### INSTRUCTIONS FOR THE TASK
Reproduce the data word for word, starting at the line that contains "# point at: baby's pale" and ending with the last line of the data.

### EXTRACTED INFORMATION

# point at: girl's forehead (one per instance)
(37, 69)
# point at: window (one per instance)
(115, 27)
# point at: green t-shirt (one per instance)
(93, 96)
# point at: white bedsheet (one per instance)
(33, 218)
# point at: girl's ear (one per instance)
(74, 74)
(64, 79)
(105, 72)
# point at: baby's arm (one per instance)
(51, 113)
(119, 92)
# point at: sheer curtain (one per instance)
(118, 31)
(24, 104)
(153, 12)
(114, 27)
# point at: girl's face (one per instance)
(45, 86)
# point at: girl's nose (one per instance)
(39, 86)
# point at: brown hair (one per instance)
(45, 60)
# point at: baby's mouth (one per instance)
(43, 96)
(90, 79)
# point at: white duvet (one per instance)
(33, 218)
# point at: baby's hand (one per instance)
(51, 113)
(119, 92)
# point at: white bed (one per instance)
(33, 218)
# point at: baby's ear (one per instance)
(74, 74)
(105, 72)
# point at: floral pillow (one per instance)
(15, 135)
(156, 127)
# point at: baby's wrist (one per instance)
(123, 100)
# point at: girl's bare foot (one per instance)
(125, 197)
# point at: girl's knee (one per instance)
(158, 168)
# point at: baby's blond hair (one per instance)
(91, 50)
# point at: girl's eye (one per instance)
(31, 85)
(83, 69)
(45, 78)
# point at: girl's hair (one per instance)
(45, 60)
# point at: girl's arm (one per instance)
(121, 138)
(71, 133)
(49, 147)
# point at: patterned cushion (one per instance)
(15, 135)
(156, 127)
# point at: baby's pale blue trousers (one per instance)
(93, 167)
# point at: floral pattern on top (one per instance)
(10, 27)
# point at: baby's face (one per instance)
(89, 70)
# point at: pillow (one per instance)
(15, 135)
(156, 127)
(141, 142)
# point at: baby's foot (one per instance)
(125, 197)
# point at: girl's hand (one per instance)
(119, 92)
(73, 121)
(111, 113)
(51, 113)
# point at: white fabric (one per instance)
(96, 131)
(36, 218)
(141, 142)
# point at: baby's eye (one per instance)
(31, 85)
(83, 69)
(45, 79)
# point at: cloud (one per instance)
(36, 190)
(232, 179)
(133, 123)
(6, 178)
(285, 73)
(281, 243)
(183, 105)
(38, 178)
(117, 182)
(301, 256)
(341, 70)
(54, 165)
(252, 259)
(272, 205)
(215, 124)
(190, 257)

### EXERCISE ANSWER
# point at: baby's pale blue trousers (one per instance)
(93, 167)
# point at: floral pattern on top (one per instance)
(10, 27)
# point at: baby's face (one per instance)
(89, 70)
# point at: pillow (one per instance)
(15, 135)
(156, 127)
(141, 142)
# point at: baby's foot (one per instance)
(125, 197)
# point at: girl's hand (one per instance)
(119, 92)
(73, 121)
(111, 113)
(51, 113)
# point at: white fabric (one per instance)
(96, 131)
(36, 218)
(141, 142)
# point at: baby's eye (one per instance)
(31, 85)
(83, 69)
(45, 79)
# point at: cloud (one per instance)
(36, 190)
(232, 179)
(133, 123)
(6, 178)
(285, 73)
(281, 243)
(183, 105)
(38, 178)
(117, 182)
(301, 256)
(341, 70)
(54, 165)
(252, 259)
(272, 205)
(215, 124)
(190, 257)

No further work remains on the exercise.